» **Task prompt**: Can you return, verbatim, the lines of the records below that start with the line containing "If you could spot the player's shin" and continue through the line containing "column 140, row 8", with both of those lines included?

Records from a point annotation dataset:
** Begin **

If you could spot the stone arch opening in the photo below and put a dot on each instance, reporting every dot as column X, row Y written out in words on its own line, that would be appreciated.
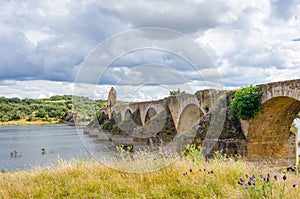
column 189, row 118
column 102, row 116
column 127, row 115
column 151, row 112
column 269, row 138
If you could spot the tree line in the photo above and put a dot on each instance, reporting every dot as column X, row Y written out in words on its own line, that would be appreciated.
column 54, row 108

** End **
** Begin **

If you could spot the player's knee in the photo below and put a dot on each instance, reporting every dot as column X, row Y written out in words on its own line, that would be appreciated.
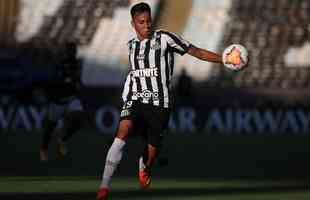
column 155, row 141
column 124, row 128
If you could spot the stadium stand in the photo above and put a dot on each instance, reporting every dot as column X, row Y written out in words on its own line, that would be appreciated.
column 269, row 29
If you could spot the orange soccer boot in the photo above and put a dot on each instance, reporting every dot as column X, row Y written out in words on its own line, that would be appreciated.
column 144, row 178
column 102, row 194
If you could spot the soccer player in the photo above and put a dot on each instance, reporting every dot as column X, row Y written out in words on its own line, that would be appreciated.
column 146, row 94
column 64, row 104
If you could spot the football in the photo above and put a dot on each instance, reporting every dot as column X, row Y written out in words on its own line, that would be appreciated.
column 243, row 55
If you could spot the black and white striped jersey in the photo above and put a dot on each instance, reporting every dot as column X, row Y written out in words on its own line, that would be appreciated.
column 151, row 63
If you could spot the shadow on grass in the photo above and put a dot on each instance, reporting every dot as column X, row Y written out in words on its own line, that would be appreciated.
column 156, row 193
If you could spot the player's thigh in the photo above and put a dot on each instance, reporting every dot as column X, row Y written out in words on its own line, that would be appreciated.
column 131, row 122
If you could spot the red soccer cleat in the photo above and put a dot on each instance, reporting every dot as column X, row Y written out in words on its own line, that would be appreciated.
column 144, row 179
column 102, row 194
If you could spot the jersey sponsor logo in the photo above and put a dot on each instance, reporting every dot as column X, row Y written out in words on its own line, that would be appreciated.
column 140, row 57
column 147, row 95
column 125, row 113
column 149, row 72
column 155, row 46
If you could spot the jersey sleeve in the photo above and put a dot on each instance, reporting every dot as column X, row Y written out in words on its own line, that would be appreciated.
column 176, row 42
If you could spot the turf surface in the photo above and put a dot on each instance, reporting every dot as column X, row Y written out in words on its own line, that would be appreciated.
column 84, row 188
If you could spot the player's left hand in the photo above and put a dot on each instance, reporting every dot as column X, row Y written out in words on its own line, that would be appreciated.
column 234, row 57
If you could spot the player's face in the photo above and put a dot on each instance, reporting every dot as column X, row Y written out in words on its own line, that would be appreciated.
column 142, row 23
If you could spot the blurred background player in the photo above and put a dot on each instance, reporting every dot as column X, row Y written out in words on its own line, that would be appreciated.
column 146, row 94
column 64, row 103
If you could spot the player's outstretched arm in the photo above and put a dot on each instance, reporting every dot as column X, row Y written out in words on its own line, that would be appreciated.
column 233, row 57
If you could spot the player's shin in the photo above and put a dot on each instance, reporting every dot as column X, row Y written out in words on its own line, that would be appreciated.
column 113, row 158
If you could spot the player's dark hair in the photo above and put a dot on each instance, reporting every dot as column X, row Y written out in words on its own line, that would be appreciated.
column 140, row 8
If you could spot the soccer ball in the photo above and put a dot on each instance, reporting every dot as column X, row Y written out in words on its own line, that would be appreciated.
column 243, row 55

** End **

» **Task answer**:
If you could spot the player's shin in the photo above and put a dot on each instance, reporting every dot as column X, row Y written out in words on its own line, that would be appreciated.
column 113, row 158
If you could spot the player's dark hair in the photo above and put a dot on each instance, reporting every dot as column X, row Y written out in words on its own line, that would be appreciated.
column 140, row 8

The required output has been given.